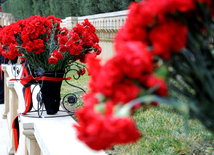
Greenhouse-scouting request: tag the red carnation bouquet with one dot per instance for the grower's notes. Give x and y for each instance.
(46, 45)
(164, 54)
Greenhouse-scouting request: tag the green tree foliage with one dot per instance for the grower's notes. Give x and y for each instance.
(22, 9)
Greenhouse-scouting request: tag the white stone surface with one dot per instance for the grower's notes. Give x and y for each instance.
(4, 135)
(56, 136)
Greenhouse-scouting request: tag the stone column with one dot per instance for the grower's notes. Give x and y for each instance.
(6, 92)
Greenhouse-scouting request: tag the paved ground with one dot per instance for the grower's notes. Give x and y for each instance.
(4, 135)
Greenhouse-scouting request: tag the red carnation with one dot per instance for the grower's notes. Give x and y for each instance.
(63, 40)
(52, 60)
(63, 48)
(58, 55)
(102, 131)
(81, 71)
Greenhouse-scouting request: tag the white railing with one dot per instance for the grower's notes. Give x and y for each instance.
(106, 24)
(39, 136)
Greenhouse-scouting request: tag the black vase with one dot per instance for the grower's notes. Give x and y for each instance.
(51, 93)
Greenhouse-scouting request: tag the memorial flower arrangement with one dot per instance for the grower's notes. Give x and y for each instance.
(46, 45)
(163, 54)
• • • • •
◆ **The exercise**:
Please format all of the records above as a numbered list, with blank lines dropped and the pictures left out.

◆ **Answer to this task**:
1. Greenhouse-scouting request: tag the red carnation bouquet with one dot per instance for the grower's notes. Give x and y for each instance.
2. (46, 45)
3. (164, 54)
4. Greenhouse-scouting request: tag the green tree foliage with one dot per instance for the grower's notes. Give x and y for each instance.
5. (22, 9)
6. Greenhouse-scouting request: tag the white stone surface with one dot per instance for the grower's notes. Give x and y for each instance.
7. (4, 135)
8. (56, 136)
9. Greenhouse-scouting request: tag the stone column with one dot per instance for the grower's notes. Give x and y for each instance.
10. (6, 92)
11. Greenhouse-scouting request: tag the paved ground with one dot per instance for the grower's notes. Give x and y for each instance.
12. (4, 135)
13. Greenhouse-scouting request: tag the red carnation with one dot per instance for the grower's notes. Give x and y for each instance.
14. (63, 40)
15. (52, 60)
16. (63, 48)
17. (58, 55)
18. (102, 131)
19. (81, 71)
20. Greenhouse-scouting request: tag the white railing with one dot per instance for the grower's notes. Give x and y for each instance.
21. (106, 24)
22. (39, 136)
23. Greenhouse-scouting request: tag the black vase with one dot per instance for the grower's notes. Give x and y for each instance.
24. (51, 93)
25. Greenhouse-scouting request: tag the memorial flower arrangement with one dot per instance for the grower's notes. Give x and y for each instance.
26. (46, 45)
27. (163, 54)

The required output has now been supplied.